__Material__.
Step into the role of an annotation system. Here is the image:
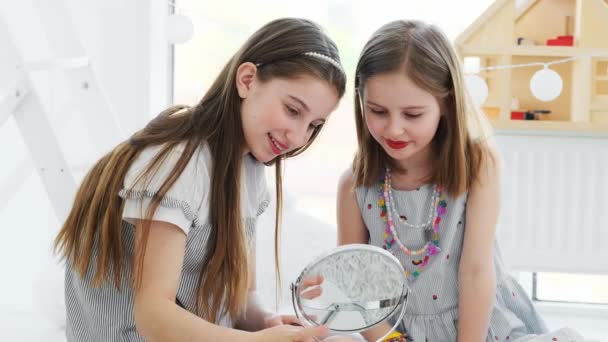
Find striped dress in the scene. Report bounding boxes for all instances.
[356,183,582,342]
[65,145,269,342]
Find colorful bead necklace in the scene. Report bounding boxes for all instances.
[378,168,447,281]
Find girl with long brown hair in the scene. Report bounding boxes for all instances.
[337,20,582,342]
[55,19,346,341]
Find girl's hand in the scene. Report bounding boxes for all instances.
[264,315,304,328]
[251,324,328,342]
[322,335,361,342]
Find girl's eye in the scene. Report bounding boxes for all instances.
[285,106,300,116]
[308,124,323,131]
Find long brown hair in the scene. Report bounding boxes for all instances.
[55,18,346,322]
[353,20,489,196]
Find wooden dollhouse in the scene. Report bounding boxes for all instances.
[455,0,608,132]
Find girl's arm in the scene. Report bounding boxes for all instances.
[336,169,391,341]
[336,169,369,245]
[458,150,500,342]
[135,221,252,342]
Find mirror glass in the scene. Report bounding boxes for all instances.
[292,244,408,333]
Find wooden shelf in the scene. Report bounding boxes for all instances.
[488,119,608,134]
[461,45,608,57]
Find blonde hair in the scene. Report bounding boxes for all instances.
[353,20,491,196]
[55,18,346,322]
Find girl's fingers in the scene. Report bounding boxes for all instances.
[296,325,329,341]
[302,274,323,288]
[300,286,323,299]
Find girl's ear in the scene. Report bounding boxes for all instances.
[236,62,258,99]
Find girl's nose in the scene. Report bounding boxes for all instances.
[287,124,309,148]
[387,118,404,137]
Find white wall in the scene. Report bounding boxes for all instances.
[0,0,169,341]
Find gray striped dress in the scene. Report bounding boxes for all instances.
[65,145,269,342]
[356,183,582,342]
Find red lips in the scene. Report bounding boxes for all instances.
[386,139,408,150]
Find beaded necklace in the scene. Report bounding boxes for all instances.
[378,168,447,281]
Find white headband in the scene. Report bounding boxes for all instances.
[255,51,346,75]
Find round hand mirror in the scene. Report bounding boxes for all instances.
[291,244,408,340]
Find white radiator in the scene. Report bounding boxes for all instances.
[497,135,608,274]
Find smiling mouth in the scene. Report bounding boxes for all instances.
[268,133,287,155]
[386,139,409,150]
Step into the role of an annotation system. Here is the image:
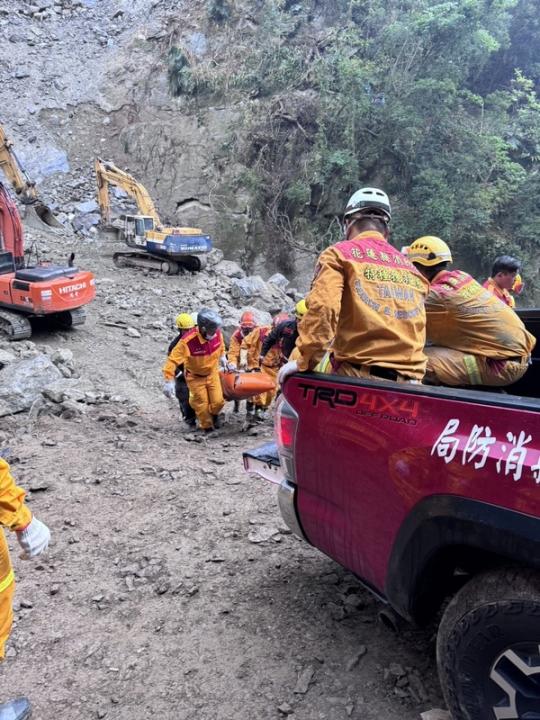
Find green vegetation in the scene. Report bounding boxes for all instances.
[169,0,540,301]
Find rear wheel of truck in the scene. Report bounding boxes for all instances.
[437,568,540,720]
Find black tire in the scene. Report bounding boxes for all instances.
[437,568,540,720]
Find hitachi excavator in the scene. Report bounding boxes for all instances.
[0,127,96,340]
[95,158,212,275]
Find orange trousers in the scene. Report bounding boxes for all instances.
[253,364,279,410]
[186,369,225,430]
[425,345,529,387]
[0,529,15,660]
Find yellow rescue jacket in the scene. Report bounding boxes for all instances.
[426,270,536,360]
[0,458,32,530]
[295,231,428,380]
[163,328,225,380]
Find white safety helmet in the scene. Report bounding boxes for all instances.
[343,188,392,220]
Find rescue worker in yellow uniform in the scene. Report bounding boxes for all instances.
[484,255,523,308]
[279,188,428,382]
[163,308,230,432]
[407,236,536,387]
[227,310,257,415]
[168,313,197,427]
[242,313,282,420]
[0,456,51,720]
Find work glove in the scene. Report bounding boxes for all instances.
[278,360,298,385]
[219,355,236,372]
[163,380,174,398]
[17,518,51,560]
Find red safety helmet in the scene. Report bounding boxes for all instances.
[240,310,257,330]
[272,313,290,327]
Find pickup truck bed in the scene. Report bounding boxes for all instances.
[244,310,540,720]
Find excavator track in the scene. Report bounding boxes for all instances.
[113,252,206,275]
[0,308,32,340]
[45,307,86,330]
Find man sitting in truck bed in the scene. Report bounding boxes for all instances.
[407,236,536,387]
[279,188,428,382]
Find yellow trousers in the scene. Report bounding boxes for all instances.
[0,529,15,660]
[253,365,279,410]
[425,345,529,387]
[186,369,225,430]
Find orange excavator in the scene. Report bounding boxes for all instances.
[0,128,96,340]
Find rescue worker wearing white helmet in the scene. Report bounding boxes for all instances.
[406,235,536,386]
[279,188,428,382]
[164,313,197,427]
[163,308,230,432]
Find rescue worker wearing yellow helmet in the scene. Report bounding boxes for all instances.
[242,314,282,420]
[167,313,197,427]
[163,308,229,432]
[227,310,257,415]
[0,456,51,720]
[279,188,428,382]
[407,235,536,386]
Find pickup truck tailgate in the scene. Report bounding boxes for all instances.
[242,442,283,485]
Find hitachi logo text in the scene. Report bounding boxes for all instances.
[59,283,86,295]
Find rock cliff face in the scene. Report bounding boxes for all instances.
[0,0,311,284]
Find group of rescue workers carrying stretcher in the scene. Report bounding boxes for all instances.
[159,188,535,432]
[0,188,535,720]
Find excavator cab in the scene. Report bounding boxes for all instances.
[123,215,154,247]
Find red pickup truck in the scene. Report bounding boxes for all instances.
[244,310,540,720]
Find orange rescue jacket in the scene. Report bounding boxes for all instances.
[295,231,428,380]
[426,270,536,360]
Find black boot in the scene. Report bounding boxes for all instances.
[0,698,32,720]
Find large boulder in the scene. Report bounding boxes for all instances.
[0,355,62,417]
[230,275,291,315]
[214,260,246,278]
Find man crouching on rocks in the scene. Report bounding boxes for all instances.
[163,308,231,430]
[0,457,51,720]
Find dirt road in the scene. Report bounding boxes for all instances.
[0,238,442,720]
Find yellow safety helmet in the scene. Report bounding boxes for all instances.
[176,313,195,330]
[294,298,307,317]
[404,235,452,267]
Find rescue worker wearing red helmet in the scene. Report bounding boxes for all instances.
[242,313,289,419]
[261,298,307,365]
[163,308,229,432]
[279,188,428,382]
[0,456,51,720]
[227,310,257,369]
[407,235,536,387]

---

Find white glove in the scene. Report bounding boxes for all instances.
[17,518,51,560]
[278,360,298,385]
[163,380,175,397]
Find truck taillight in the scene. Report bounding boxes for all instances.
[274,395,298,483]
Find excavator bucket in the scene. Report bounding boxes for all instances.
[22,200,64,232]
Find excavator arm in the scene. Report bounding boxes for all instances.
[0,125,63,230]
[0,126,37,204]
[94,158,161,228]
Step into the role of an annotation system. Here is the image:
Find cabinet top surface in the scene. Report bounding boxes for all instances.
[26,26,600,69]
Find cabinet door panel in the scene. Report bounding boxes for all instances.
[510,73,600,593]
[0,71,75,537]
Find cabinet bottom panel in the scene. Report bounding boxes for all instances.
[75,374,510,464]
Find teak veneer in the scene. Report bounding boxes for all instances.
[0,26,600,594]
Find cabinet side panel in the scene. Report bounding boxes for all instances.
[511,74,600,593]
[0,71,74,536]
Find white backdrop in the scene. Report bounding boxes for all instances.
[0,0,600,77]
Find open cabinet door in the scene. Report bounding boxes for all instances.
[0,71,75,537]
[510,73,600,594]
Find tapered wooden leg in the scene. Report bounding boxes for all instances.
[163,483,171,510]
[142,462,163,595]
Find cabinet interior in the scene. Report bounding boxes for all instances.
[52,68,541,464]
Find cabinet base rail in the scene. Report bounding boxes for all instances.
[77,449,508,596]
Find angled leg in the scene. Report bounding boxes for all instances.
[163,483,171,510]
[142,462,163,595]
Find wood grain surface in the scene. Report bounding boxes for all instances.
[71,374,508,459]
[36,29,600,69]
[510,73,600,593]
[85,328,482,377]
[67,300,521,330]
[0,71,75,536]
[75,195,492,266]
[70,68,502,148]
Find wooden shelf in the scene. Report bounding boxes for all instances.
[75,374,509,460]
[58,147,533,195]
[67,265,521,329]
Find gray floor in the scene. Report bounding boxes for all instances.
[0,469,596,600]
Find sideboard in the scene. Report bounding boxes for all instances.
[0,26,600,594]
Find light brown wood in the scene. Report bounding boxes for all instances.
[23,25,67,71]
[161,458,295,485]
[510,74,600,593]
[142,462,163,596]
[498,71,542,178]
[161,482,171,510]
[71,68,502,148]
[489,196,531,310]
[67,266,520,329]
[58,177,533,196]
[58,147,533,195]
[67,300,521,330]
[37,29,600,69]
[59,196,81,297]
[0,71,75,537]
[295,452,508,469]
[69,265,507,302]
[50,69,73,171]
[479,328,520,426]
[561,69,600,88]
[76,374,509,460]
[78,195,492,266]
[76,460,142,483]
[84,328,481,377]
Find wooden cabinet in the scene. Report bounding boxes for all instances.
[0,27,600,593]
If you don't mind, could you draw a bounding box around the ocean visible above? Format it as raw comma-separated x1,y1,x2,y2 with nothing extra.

---

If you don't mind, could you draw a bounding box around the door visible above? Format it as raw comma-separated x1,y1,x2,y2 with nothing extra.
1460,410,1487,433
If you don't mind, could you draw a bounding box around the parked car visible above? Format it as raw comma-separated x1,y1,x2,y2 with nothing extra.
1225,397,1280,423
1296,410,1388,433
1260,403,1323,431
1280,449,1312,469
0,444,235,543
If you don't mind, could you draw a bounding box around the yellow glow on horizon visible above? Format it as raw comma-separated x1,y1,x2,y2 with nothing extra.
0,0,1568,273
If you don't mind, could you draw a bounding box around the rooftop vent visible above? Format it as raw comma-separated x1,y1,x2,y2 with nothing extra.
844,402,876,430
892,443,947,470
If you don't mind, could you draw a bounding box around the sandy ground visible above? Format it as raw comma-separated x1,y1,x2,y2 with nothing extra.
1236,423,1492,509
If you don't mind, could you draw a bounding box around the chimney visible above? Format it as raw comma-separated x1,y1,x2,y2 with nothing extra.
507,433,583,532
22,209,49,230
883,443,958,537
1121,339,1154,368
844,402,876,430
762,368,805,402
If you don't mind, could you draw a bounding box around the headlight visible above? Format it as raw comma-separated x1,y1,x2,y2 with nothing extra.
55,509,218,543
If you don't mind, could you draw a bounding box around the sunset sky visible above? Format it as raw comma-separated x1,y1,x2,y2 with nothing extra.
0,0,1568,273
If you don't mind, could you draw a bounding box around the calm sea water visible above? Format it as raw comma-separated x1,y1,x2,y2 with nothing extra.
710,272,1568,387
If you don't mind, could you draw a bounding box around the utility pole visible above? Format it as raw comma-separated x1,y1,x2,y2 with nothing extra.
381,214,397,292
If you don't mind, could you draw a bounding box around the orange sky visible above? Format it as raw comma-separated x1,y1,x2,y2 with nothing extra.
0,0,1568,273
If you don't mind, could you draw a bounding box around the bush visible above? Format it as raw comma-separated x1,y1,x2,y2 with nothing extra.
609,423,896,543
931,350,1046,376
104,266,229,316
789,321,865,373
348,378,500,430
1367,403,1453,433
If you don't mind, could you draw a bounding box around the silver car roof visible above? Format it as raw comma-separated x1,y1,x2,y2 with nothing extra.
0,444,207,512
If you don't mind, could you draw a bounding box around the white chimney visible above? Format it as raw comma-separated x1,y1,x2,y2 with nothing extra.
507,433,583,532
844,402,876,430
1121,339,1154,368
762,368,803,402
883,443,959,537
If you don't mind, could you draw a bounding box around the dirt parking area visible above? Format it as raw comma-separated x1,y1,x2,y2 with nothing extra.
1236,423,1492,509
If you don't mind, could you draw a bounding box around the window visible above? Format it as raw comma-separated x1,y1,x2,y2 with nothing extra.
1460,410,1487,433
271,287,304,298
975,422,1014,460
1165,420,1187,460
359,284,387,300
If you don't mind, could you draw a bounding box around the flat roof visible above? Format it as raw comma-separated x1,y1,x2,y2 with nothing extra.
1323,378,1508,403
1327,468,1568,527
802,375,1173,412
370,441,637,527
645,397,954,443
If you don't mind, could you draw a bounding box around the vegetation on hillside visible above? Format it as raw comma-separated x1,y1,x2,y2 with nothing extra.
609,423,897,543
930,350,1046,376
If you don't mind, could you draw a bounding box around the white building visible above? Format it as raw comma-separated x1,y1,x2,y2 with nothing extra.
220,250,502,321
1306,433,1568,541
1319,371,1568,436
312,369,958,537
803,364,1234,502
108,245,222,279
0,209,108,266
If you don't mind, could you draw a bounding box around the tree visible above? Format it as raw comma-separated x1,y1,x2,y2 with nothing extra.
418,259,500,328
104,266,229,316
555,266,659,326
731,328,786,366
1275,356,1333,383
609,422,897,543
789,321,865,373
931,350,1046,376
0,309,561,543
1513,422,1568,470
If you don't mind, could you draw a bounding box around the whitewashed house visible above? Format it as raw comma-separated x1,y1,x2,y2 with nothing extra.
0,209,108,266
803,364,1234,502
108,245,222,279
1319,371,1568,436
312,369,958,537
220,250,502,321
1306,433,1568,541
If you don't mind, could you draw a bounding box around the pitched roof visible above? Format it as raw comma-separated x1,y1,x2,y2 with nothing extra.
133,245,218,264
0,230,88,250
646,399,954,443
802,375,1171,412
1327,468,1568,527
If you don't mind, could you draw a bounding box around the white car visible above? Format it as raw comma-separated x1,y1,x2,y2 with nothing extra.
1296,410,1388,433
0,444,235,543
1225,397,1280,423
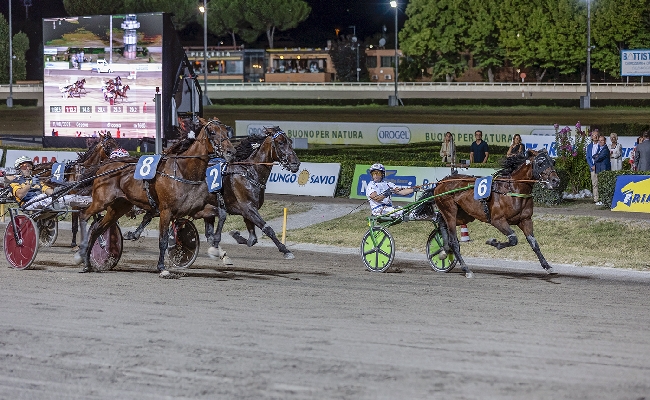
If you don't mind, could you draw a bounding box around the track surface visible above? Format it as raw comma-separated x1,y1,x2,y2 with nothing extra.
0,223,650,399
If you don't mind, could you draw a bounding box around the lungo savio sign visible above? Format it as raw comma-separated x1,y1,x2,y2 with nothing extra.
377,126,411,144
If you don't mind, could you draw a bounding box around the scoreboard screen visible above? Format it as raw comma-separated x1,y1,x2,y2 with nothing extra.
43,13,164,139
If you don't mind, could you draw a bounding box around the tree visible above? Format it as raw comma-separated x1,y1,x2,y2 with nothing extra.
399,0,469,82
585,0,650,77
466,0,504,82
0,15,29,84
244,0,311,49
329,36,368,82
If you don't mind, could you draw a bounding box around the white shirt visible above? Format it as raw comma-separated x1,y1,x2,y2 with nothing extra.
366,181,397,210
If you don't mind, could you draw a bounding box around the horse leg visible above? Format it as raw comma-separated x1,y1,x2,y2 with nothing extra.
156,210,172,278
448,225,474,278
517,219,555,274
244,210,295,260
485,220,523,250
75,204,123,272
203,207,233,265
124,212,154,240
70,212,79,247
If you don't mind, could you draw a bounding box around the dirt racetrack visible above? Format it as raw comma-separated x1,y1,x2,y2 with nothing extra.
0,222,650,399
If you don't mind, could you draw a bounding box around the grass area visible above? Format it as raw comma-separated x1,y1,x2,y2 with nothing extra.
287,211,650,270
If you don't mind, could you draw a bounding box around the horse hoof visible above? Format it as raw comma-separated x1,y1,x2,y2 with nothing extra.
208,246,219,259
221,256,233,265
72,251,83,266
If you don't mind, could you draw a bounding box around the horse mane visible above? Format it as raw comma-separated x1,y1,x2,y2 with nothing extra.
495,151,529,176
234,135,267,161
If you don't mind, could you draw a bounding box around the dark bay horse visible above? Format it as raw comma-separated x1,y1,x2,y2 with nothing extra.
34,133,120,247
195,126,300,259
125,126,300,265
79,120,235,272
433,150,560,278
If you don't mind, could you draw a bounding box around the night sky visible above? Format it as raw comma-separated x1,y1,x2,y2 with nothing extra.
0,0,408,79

__Prompt__. Reproduce the entries from the line with "Find wooden cabinet" to the line with "around the ocean", both ends included, requests and all. Scale every bounding-box coordinate in the answers by 0.55 and round each to a whole number, with halves going up.

__Output below__.
Find wooden cabinet in the scene. Report bounding boxes for all instances.
[0,15,330,326]
If you don't mind, could you draw a bounding box around the ocean visible above? Format it as raw comma-separated x1,y1,x2,y2 with nothing extra.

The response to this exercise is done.